◆ AIM OF THE EXERCISE: Please report each line of the data below that contains the word "position".

◆ LISTED ENTRIES:
──────
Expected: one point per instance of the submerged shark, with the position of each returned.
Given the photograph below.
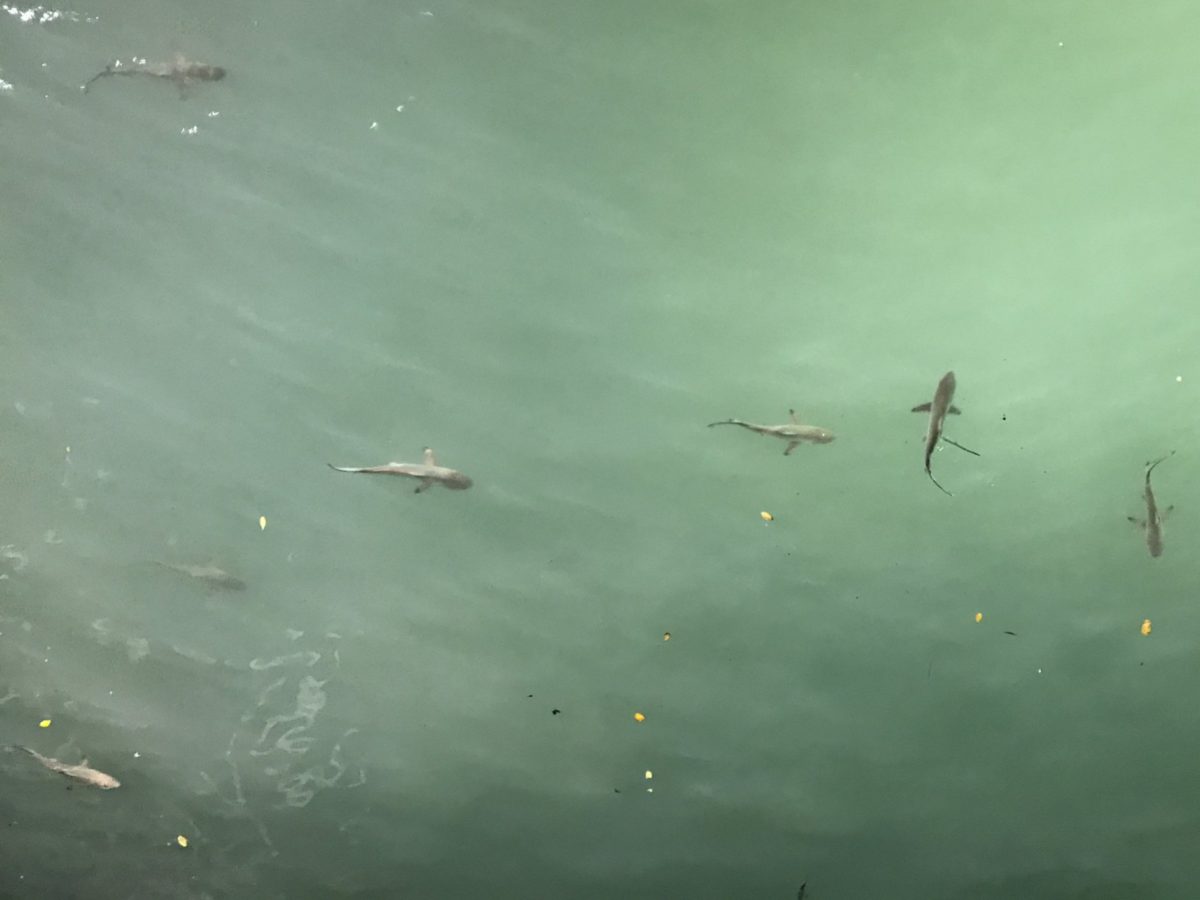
──────
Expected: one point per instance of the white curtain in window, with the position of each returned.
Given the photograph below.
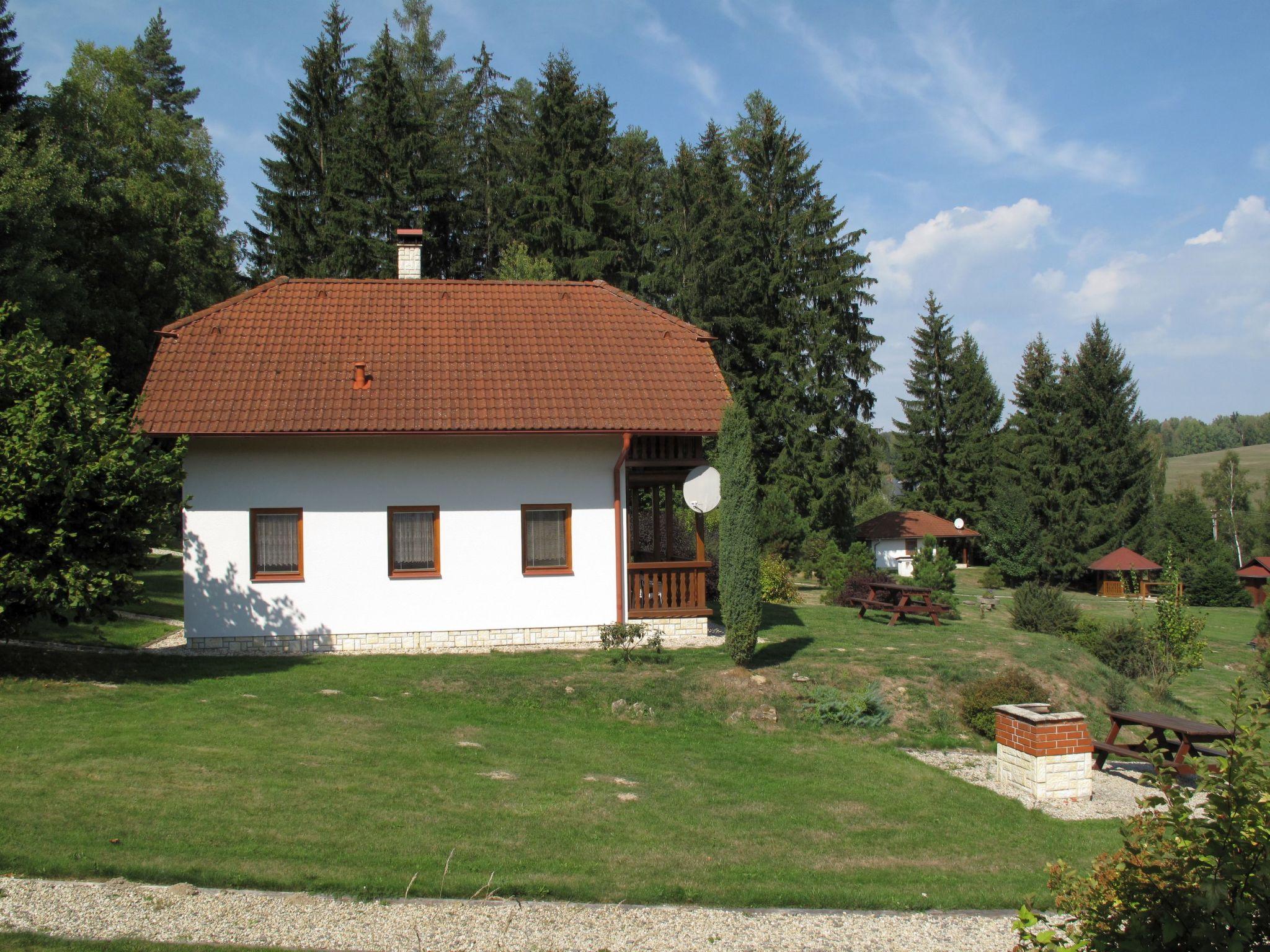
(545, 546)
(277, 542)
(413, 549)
──────
◆ WRITTEN REPLY:
Expected: one point per instance of the submerged shark, with the position of each returned.
Expected: one point per instance of the white curtain in window, with the position of each returned.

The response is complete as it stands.